#### Page excerpt ####

This term for a liar originally referred to a gold-rusher in Arizona, according to DARE. It can also be used to describe an old-timer, especially one who likes to exaggerate. The word hassayampa (also hassayamper) comes from the Hassayampa River, which is located in the Grand Canyon State. According to the Dictionary of American Folklore, “There was a popular legend that anyone who drank of the Hassayampa River in Arizona would never again tell the truth.”

2. JACOB

“You’re a Jacob!” you might say to a deceiver in eastern Alabama or western Georgia. This word—meaning a liar, a lie, and to lie—might be based on the Bible story of twin brothers Jacob and Esau. Esau, the elder and firstborn, stood to inherit his parents' estate by law. At the behest of his mother, Jacob deceived their father, blinded in old age, into thinking he was Esau and persuaded him to bestow him Esau’s blessing.

####

Work request A: Which U.S. states does the excerpt on regional words for liars mention by their actual names?
Work request B: In the excerpt on regional words for liars, condense the paragraph beginning "“You’re a Jacob!” you might say" into two or three sentences, keeping its main facts.
Work request C: Write the next part of the excerpt on regional words for liars, starting right after its last sentence.

#### Extracted information ####

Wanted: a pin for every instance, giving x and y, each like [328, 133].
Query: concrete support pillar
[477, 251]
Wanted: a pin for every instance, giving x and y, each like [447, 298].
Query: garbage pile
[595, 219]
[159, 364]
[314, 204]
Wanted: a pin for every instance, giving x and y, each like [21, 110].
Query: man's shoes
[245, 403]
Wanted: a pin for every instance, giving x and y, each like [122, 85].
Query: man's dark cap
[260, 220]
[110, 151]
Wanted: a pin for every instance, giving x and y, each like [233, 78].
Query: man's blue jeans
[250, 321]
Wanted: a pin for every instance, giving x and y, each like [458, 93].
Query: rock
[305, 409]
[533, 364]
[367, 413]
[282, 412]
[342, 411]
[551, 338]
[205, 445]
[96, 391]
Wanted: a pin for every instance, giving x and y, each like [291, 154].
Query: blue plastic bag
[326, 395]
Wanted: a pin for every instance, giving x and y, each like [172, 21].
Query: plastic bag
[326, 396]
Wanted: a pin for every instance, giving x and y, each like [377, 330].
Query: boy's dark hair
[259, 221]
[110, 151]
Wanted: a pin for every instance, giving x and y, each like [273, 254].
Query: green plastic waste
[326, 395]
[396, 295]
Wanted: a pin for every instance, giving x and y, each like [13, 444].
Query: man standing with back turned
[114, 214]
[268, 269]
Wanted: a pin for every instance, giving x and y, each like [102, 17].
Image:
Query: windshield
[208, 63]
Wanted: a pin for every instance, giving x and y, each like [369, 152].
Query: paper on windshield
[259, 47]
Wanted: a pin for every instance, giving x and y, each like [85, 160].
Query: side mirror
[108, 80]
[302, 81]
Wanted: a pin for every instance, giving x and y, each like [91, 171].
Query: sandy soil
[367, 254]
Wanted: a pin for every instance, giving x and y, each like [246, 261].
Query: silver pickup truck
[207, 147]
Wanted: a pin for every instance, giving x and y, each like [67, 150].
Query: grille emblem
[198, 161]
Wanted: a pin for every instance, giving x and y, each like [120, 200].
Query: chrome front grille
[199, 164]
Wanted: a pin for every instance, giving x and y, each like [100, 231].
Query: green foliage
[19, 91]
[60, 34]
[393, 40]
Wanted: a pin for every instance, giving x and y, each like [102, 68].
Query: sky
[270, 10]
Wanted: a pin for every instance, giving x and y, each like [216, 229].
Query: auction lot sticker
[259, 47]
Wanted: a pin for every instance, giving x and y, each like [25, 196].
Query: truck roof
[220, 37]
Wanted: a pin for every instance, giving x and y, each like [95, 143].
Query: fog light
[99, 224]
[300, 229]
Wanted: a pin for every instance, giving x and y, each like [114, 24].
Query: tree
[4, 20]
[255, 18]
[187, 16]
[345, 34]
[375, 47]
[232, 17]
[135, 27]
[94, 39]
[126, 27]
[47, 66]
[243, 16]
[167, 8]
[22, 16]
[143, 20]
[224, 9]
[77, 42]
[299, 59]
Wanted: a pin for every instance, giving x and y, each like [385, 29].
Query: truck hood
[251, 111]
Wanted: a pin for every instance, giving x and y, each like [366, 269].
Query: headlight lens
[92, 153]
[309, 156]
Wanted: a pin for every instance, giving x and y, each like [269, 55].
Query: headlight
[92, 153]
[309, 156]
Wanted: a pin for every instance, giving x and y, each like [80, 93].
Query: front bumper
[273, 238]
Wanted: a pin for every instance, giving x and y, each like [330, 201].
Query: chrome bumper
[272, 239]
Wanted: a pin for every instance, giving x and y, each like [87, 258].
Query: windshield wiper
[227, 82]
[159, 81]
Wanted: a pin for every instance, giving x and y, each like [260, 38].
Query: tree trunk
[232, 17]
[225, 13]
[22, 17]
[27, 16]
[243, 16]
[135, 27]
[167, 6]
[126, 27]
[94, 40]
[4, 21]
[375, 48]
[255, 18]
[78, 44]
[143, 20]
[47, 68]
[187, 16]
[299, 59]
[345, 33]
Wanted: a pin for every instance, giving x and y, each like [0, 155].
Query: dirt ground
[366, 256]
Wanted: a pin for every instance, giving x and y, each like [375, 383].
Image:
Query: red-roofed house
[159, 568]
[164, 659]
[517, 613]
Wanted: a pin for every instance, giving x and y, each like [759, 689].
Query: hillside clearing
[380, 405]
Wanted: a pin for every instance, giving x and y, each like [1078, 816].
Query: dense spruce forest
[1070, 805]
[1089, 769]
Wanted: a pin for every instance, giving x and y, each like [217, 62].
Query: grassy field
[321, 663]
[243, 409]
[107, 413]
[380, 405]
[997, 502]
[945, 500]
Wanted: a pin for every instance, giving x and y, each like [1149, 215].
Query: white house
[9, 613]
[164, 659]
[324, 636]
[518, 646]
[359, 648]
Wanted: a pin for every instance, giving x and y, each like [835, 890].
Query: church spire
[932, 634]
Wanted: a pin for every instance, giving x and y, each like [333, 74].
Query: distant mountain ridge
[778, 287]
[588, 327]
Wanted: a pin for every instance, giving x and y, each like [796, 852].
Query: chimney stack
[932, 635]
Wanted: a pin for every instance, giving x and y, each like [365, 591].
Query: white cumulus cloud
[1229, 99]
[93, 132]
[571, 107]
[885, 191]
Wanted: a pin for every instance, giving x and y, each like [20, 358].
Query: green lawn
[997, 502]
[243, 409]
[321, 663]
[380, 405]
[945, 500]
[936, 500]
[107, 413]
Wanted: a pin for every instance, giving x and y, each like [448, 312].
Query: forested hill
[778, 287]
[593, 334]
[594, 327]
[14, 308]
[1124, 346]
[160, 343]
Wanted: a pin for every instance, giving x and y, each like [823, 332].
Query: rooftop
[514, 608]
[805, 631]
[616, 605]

####

Answer A: Arizona, Alabama, Georgia

Answer B: In eastern Alabama and western Georgia, "Jacob" means a liar, a lie, or to lie. It may come from the Bible story in which Jacob, urged by his mother, deceived his blind, aged father into giving him the blessing meant for Esau, his elder twin and lawful heir.

Answer C:
3. LIZA

Liza or Liza Jane can mean a lie or a liar. Hence, to lizar means to lie. Like Jacob, Liza is an eastern Alabama and western Georgia term. However, where it comes from isn’t clear. But if we had to guess, we’d say it’s echoic of lies.

4. STORY

“What a story you are,” you might say to a prevaricator in Virginia, eastern Alabama, or western Georgia. According to the Oxford English Dictionary (OED), story, meaning a liar, is mainly used in the phrase, “You story!” Story as a verb meaning “to give a false or malicious account, lie, tattle,” is an English dialect word, according to DARE, and is chiefly used in the South and South Midland states. “You storied to me about getting a drink,” you might tell someone who stood you up.

5. LOAD

To load or load up means to trick, mislead, or “deceive by yarns or windies,” according to cowboy lingo in northwest Texas. The term, which can also be a noun meaning a lie or liar, might also be heard in northwest Arkansas and the Ozarks.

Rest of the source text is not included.